With pictures removed, print the listing exactly.

====== DATA

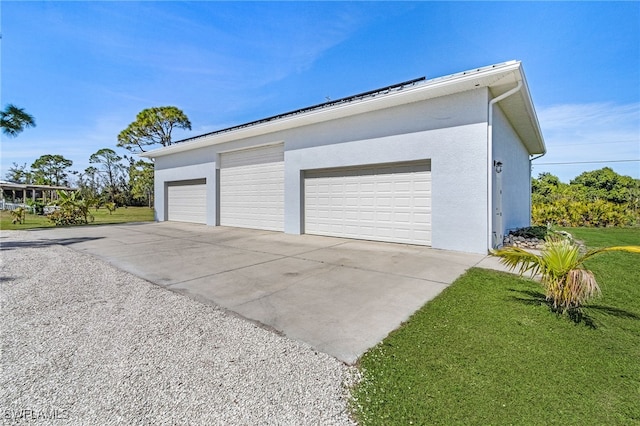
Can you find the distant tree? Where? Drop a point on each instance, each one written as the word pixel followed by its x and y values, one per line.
pixel 153 126
pixel 19 174
pixel 605 184
pixel 51 170
pixel 110 168
pixel 14 120
pixel 546 187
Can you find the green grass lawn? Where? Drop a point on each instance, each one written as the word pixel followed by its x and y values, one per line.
pixel 102 216
pixel 489 351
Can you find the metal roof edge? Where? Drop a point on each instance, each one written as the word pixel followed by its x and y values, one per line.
pixel 379 99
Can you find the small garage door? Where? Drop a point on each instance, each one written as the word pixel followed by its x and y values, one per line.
pixel 252 188
pixel 187 201
pixel 383 203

============

OUTPUT OF THE EXERCISE →
Can you find the distant tree? Where? Drop a point on each instance, each one written as the word pixel followed by its x and y values, one per line.
pixel 153 126
pixel 19 174
pixel 605 184
pixel 51 170
pixel 110 168
pixel 14 120
pixel 546 187
Can you find the green grass lawn? Where? Drop a point on each instance, each one written as the word pixel followed by its x and y values, one per line.
pixel 102 216
pixel 489 351
Can you find the metal roof edge? Where? Drop a point on each instance, each one written as the word pixel followed by its x and y values, one per line.
pixel 379 99
Can you find the small garage door? Where? Drop a point on each instance, each one written as the word pixel followed by its x and y values, one per line.
pixel 252 188
pixel 187 201
pixel 383 203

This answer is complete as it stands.